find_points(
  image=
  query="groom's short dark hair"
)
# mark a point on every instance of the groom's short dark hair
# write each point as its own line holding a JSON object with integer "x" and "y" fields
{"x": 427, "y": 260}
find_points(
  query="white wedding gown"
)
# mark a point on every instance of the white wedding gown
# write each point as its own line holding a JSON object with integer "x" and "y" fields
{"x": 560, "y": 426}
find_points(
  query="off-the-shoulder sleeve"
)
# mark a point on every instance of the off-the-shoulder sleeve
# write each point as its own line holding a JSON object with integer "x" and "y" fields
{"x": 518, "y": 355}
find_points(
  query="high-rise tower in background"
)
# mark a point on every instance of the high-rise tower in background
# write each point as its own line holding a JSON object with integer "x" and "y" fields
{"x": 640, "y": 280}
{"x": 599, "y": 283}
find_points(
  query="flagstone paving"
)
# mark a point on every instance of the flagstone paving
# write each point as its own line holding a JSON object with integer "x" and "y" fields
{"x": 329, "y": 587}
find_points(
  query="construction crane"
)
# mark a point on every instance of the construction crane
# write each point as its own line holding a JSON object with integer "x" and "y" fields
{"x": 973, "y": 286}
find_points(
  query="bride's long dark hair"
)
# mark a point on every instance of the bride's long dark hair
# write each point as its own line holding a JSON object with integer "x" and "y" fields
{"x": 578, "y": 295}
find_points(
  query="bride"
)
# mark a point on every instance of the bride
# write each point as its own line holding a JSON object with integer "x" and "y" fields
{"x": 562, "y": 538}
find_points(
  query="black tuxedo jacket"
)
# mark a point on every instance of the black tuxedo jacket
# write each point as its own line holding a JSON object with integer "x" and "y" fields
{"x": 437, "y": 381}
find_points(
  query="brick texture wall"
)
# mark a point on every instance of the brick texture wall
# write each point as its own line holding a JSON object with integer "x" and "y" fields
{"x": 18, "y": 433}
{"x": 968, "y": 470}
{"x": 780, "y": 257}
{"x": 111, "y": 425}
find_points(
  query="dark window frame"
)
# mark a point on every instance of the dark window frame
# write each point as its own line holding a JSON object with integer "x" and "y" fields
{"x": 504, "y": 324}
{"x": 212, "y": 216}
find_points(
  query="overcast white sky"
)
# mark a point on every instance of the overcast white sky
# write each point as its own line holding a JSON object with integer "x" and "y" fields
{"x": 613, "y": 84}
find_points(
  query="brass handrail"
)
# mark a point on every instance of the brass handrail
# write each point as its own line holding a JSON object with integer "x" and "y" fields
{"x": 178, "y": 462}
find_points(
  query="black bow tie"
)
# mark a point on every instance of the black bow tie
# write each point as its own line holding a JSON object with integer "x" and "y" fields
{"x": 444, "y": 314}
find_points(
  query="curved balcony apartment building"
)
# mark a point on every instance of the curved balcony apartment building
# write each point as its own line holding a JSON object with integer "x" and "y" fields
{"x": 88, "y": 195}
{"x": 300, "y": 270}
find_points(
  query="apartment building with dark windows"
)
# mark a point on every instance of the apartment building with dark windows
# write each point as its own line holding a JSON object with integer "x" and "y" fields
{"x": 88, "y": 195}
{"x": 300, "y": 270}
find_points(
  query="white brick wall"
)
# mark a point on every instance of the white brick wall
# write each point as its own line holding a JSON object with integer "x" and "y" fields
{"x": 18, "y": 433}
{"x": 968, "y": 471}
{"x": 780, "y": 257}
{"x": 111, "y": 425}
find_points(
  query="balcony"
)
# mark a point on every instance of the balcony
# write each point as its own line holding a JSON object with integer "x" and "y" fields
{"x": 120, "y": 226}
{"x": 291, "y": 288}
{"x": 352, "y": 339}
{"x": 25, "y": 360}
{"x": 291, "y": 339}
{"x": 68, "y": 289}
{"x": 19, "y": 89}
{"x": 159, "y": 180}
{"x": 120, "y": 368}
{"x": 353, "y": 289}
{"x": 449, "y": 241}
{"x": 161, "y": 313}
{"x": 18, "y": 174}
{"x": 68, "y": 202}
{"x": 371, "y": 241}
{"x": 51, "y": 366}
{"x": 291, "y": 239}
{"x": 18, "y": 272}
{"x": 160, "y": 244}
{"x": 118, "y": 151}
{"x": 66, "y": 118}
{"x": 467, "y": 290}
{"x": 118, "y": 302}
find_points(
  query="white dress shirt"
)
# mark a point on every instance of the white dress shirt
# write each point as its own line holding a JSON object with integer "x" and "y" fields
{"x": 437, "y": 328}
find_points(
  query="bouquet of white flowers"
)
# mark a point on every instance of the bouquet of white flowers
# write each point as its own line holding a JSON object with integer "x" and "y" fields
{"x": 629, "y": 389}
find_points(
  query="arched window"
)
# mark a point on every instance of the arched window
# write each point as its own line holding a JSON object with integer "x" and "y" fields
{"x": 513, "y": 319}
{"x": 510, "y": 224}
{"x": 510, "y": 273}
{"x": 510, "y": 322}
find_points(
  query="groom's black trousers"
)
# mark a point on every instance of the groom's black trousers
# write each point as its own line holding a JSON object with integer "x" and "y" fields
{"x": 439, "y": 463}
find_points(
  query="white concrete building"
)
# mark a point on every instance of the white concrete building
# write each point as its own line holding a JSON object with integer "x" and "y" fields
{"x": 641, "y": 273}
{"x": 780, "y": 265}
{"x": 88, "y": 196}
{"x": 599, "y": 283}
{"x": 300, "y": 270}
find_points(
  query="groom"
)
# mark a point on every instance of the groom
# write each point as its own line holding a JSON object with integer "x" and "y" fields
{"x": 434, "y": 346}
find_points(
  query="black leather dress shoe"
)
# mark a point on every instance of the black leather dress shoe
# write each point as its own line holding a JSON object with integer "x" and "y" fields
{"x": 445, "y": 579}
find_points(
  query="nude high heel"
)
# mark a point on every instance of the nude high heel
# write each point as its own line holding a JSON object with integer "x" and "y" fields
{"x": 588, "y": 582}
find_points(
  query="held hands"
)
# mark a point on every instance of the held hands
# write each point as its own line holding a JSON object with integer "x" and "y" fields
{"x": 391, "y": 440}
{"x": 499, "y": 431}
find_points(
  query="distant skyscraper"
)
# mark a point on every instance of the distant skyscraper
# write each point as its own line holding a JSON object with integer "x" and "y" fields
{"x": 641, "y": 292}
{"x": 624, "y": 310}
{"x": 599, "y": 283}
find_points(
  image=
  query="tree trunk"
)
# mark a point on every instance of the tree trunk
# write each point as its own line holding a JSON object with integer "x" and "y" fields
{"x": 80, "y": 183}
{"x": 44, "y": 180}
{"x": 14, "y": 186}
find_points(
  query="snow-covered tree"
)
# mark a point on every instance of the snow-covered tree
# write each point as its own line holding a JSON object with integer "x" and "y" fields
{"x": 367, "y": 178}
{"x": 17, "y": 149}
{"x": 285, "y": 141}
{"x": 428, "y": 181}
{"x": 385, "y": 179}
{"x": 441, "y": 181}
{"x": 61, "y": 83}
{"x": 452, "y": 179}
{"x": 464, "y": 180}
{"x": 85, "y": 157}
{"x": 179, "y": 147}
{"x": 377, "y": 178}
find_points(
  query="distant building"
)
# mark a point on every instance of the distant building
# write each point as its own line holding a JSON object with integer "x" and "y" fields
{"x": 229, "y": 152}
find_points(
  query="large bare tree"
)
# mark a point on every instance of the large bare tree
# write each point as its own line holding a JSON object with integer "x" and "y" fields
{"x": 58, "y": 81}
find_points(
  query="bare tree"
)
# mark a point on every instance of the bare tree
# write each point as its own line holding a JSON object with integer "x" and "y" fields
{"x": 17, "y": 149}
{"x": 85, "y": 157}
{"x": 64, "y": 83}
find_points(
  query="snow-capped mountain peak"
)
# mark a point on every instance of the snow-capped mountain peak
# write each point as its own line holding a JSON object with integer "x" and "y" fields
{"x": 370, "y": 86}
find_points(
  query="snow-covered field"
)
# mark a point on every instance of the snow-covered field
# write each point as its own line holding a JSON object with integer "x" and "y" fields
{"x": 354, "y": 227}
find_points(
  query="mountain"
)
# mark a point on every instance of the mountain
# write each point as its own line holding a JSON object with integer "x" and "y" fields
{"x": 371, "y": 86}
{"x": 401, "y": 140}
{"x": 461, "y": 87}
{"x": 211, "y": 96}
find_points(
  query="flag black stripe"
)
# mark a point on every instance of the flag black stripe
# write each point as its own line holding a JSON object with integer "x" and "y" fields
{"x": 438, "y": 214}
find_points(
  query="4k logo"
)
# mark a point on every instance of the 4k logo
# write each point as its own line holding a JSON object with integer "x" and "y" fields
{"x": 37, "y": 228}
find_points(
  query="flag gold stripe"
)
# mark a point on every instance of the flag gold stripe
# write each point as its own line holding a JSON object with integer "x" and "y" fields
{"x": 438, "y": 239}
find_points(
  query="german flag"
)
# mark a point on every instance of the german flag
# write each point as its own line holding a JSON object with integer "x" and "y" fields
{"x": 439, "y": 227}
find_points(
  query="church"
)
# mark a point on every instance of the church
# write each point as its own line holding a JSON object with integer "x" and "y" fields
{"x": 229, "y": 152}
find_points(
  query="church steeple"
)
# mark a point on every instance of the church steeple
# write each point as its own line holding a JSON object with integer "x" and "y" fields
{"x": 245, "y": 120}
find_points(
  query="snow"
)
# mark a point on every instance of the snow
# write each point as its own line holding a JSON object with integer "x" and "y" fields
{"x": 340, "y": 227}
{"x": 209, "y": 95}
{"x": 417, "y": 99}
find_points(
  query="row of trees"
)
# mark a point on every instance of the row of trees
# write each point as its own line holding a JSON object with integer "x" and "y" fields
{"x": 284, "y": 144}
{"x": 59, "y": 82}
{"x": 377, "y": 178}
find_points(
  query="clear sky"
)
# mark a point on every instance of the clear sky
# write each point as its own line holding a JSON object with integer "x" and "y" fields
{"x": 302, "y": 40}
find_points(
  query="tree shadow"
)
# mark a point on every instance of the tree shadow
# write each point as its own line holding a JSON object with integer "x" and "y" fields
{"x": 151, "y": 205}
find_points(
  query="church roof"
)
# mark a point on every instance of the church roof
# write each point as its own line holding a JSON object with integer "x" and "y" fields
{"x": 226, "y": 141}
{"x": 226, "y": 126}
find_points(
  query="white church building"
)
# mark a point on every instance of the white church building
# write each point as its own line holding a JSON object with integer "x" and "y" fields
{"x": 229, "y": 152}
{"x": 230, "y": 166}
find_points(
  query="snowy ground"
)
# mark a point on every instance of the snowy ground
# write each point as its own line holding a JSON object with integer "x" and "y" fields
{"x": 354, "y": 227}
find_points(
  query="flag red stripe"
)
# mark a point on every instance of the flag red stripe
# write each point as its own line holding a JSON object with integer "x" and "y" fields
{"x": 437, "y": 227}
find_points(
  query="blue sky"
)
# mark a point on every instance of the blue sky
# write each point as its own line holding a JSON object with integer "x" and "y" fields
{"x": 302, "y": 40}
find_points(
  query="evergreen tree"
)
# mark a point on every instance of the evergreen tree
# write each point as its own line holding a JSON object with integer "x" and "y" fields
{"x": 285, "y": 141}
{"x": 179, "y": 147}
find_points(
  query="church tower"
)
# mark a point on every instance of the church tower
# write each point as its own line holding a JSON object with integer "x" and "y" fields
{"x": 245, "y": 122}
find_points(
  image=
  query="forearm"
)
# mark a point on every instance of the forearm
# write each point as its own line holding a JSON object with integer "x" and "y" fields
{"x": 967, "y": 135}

---*---

Count the lines in the rows above that contain the string "shirt", and reply with that number alone.

2